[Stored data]
##########
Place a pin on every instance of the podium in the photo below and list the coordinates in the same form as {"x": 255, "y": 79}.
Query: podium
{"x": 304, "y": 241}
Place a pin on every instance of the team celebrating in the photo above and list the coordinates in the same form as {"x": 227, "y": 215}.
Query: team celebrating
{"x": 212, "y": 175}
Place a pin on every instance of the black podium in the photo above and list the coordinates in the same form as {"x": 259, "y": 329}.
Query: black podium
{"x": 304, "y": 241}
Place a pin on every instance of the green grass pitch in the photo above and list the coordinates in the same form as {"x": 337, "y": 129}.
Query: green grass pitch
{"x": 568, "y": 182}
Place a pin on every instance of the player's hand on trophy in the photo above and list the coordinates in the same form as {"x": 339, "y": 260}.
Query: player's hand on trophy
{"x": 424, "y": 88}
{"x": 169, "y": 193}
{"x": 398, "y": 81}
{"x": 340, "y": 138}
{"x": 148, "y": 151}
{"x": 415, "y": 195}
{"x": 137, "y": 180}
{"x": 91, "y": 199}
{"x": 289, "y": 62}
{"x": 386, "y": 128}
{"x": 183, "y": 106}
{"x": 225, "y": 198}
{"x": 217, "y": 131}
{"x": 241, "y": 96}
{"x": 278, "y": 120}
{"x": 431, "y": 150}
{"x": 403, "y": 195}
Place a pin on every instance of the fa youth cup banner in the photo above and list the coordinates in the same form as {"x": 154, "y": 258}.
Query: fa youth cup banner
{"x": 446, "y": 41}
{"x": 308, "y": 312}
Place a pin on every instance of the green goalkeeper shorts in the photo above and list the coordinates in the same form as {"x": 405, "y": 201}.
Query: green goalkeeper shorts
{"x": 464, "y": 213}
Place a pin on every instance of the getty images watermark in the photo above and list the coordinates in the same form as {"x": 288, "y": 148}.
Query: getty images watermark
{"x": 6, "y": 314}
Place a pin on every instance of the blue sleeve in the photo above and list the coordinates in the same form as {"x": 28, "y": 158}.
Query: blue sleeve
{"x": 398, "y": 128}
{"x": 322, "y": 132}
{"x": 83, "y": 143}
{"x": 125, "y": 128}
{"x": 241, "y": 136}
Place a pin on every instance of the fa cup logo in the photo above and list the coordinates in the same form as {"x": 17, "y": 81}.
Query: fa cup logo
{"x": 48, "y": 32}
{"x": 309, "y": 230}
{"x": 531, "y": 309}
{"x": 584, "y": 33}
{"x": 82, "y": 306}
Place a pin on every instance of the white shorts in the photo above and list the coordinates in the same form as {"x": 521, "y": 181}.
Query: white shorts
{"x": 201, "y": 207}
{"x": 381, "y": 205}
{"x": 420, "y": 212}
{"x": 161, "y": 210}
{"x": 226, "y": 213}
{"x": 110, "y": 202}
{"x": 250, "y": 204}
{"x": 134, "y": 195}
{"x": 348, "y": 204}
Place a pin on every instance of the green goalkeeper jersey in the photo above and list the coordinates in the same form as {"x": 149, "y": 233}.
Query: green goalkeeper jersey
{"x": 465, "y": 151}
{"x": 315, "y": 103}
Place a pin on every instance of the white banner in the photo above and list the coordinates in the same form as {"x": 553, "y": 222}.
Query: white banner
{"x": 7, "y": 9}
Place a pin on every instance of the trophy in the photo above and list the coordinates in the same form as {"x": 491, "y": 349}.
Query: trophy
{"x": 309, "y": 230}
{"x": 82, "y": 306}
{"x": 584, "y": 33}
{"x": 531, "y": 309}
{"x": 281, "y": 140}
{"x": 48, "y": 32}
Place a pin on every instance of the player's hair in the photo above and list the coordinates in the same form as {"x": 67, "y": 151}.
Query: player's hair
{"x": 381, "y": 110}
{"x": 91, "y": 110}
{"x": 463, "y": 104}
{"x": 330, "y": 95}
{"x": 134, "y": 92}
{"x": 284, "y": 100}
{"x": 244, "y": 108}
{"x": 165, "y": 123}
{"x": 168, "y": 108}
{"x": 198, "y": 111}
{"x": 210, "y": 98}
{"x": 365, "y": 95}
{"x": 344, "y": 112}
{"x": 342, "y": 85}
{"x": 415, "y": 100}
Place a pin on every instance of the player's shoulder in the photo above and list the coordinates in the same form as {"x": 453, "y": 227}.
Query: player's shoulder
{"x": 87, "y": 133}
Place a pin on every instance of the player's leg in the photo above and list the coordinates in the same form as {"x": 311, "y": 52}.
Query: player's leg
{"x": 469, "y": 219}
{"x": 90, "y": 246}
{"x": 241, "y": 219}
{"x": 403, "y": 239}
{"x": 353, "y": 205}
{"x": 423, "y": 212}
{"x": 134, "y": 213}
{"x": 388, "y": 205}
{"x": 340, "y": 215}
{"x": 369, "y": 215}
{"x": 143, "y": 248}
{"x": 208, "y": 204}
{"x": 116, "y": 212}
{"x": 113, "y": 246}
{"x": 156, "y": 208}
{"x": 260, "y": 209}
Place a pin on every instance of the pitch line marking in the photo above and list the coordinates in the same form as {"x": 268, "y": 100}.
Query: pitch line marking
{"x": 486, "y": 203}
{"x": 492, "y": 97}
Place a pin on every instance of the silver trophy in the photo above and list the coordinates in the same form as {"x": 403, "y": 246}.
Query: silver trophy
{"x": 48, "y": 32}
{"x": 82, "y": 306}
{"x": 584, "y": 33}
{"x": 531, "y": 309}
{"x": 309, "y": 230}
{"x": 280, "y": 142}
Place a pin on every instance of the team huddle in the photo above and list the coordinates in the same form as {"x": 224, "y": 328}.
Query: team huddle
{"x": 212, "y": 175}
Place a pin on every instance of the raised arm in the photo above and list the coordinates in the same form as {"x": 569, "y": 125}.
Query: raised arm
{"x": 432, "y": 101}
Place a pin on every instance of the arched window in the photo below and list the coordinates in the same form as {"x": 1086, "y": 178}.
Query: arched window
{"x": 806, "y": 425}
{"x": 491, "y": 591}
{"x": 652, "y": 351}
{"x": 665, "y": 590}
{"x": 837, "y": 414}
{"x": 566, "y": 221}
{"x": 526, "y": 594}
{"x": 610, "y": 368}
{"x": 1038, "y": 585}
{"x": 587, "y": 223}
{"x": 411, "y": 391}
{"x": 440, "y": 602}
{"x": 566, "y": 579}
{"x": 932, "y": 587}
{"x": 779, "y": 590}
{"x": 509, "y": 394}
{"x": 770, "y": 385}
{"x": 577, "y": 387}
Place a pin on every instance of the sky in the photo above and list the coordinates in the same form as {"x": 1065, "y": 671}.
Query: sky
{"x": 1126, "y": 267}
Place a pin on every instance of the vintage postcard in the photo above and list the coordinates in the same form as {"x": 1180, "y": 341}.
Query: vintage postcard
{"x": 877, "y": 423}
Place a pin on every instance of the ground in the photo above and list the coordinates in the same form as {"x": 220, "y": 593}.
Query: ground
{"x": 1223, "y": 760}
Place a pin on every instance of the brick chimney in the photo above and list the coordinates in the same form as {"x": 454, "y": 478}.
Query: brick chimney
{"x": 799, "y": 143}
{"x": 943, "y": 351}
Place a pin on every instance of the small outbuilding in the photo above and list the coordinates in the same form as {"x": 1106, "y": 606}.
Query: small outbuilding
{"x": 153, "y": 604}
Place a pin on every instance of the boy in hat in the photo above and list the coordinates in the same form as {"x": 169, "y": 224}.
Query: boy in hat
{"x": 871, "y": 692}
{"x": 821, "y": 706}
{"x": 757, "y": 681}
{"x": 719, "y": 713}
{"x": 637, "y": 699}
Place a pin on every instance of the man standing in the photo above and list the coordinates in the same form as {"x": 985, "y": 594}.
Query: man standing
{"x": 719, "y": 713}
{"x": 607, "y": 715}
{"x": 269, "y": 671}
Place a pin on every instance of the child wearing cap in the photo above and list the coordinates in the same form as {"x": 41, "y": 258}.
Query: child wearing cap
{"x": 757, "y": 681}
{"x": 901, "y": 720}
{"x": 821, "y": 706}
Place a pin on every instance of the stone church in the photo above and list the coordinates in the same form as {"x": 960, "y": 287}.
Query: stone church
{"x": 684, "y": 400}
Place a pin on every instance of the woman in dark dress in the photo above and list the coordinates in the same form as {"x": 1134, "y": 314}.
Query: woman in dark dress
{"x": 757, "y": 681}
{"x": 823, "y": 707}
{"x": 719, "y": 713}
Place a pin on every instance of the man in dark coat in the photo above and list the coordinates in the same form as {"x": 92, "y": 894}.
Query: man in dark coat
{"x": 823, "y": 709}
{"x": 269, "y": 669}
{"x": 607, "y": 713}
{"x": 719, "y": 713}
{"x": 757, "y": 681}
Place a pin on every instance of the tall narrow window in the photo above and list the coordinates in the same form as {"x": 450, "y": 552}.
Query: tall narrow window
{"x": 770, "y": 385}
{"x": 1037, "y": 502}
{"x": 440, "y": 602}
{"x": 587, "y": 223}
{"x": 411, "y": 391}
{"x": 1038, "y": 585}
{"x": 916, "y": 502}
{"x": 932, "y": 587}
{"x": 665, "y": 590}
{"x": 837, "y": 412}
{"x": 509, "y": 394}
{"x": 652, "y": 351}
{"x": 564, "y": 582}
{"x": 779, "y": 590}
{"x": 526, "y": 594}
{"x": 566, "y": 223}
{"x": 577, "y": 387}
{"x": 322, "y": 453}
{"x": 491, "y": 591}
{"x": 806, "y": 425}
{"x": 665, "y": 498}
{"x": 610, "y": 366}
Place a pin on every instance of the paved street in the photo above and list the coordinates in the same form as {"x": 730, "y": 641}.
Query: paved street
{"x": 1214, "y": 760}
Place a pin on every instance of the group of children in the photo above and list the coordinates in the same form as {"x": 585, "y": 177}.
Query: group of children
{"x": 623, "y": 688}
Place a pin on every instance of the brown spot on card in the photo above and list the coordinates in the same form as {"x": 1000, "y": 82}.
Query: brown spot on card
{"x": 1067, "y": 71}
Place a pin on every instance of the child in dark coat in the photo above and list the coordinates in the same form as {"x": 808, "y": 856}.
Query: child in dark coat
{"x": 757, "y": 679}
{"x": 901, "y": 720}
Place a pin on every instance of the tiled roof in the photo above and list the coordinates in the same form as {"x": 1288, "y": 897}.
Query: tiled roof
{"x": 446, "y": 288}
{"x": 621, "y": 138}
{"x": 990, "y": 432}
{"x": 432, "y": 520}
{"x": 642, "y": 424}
##########
# TASK BRIEF
Copy the lines above exactly, from the line containing "Place a pin on every instance of the tiled" through the end of the items.

# SOLVED PROBLEM
Place a pin on every instance of the tiled roof in the photo above and list the coordinates in the same form as {"x": 1288, "y": 897}.
Query: tiled roof
{"x": 446, "y": 288}
{"x": 621, "y": 138}
{"x": 990, "y": 432}
{"x": 432, "y": 520}
{"x": 642, "y": 424}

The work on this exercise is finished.